== TASK STATEMENT ==
Print the data exactly as it is given, please.

== LISTING ==
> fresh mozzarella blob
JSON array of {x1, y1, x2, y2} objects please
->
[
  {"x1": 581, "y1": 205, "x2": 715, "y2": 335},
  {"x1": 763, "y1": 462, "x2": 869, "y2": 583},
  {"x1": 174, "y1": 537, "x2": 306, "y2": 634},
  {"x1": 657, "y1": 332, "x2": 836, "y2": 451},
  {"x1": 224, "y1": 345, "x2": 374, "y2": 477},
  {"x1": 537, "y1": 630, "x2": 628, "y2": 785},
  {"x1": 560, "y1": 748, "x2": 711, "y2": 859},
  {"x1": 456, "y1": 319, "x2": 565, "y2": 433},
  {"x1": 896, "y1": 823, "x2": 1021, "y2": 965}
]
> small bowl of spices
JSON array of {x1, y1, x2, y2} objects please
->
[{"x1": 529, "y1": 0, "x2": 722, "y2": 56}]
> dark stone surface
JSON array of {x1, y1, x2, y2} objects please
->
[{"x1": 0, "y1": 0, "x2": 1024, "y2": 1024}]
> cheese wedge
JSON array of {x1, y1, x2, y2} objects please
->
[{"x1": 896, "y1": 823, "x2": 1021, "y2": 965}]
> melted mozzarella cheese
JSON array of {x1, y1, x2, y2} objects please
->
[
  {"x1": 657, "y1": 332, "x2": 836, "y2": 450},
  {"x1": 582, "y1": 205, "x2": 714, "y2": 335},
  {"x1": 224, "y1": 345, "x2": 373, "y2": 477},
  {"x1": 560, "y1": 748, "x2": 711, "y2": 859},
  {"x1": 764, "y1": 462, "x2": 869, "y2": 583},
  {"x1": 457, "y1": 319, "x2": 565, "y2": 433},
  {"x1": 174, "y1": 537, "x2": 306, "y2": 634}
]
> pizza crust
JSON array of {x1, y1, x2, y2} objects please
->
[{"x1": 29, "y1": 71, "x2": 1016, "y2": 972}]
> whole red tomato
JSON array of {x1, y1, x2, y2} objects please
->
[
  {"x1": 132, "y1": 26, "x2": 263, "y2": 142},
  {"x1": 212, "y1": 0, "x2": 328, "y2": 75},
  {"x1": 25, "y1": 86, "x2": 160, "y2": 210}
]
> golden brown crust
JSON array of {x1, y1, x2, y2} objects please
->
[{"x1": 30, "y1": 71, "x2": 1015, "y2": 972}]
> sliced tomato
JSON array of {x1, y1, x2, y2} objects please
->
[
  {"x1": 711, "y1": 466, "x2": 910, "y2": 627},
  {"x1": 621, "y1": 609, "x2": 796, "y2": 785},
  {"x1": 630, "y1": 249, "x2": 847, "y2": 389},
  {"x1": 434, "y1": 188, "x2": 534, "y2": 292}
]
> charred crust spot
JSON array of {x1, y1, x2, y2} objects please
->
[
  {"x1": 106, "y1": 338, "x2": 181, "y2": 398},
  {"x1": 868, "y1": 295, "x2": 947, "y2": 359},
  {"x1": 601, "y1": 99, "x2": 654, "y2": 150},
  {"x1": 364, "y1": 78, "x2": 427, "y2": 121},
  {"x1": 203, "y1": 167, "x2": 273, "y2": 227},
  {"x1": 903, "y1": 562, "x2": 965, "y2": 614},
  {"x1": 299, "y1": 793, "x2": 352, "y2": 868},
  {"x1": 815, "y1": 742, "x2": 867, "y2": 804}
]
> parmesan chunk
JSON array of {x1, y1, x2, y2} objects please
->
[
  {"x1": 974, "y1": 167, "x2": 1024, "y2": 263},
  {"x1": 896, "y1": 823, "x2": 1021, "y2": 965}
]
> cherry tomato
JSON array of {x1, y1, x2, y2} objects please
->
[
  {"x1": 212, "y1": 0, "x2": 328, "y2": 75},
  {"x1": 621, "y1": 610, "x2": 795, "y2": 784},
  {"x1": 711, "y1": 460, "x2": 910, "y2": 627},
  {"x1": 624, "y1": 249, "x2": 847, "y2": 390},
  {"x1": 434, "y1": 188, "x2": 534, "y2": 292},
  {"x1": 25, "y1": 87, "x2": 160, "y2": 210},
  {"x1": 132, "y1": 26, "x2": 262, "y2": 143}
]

== COMPLETED TASK ==
> fresh mozzarella blob
JSON array of {x1, y1, x2, y2} objects please
->
[
  {"x1": 581, "y1": 205, "x2": 715, "y2": 335},
  {"x1": 763, "y1": 462, "x2": 869, "y2": 583},
  {"x1": 174, "y1": 537, "x2": 306, "y2": 634},
  {"x1": 657, "y1": 332, "x2": 836, "y2": 451},
  {"x1": 224, "y1": 345, "x2": 374, "y2": 477},
  {"x1": 537, "y1": 630, "x2": 628, "y2": 785},
  {"x1": 560, "y1": 748, "x2": 711, "y2": 859},
  {"x1": 456, "y1": 319, "x2": 565, "y2": 433},
  {"x1": 896, "y1": 823, "x2": 1021, "y2": 965}
]
> small bowl of spices
JSON array of {x1, y1, x2, y2} objects please
->
[{"x1": 529, "y1": 0, "x2": 722, "y2": 56}]
> dark stone surface
JSON array of {x1, y1, x2, y2} objects please
->
[{"x1": 0, "y1": 0, "x2": 1024, "y2": 1024}]
> cheese wedge
JSON array of {x1, y1, x2, y2} objects please
->
[{"x1": 896, "y1": 823, "x2": 1021, "y2": 965}]
> melted mozzarella cheese
JSON array of {x1, y1, x2, y2} objects please
->
[
  {"x1": 657, "y1": 332, "x2": 836, "y2": 450},
  {"x1": 582, "y1": 205, "x2": 714, "y2": 335},
  {"x1": 224, "y1": 345, "x2": 373, "y2": 477},
  {"x1": 560, "y1": 748, "x2": 711, "y2": 859},
  {"x1": 764, "y1": 462, "x2": 869, "y2": 583},
  {"x1": 457, "y1": 319, "x2": 565, "y2": 433},
  {"x1": 174, "y1": 537, "x2": 306, "y2": 634}
]
> pizza crust
JSON array of {x1, y1, x2, y2} objects please
->
[{"x1": 29, "y1": 71, "x2": 1016, "y2": 972}]
> whole red tomato
JSON array of {x1, y1, x2, y2} objects please
->
[
  {"x1": 132, "y1": 26, "x2": 263, "y2": 142},
  {"x1": 212, "y1": 0, "x2": 328, "y2": 75},
  {"x1": 25, "y1": 86, "x2": 160, "y2": 210}
]
> golden brown crust
JSON array of {x1, y1, x2, y2} objects please
->
[{"x1": 30, "y1": 71, "x2": 1015, "y2": 972}]
> sliced tomato
JSON array of {x1, y1, x2, y2} objects please
->
[
  {"x1": 711, "y1": 466, "x2": 910, "y2": 627},
  {"x1": 621, "y1": 609, "x2": 796, "y2": 785},
  {"x1": 630, "y1": 249, "x2": 847, "y2": 389},
  {"x1": 434, "y1": 188, "x2": 534, "y2": 292}
]
> charred crust spot
JSON array of {x1, y1, x2, y2} objects please
->
[
  {"x1": 106, "y1": 338, "x2": 181, "y2": 398},
  {"x1": 868, "y1": 295, "x2": 947, "y2": 359},
  {"x1": 601, "y1": 99, "x2": 654, "y2": 150},
  {"x1": 364, "y1": 78, "x2": 427, "y2": 121},
  {"x1": 203, "y1": 167, "x2": 273, "y2": 227},
  {"x1": 903, "y1": 562, "x2": 965, "y2": 614},
  {"x1": 299, "y1": 793, "x2": 352, "y2": 868},
  {"x1": 815, "y1": 742, "x2": 867, "y2": 804}
]
> parmesan chunk
JSON array of {x1, y1, x2, y2} objects please
->
[
  {"x1": 974, "y1": 167, "x2": 1024, "y2": 263},
  {"x1": 896, "y1": 823, "x2": 1021, "y2": 965}
]
> cherry tomato
JSON array of {x1, y1, x2, y2} objects please
->
[
  {"x1": 212, "y1": 0, "x2": 328, "y2": 75},
  {"x1": 621, "y1": 610, "x2": 795, "y2": 784},
  {"x1": 711, "y1": 460, "x2": 910, "y2": 627},
  {"x1": 624, "y1": 249, "x2": 847, "y2": 390},
  {"x1": 434, "y1": 188, "x2": 534, "y2": 292},
  {"x1": 25, "y1": 87, "x2": 160, "y2": 210},
  {"x1": 132, "y1": 26, "x2": 262, "y2": 143}
]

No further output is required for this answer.